The records below are to be reproduced word for word.

____ Input records

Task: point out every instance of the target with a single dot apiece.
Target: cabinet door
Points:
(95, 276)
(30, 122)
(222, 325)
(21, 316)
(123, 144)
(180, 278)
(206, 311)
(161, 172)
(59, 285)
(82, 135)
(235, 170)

________

> [Task answer]:
Task: point out every instance of the target with a single dot apiece.
Target: cabinet door
Points:
(95, 276)
(30, 122)
(222, 325)
(21, 316)
(123, 144)
(180, 278)
(206, 311)
(161, 172)
(59, 285)
(82, 135)
(235, 170)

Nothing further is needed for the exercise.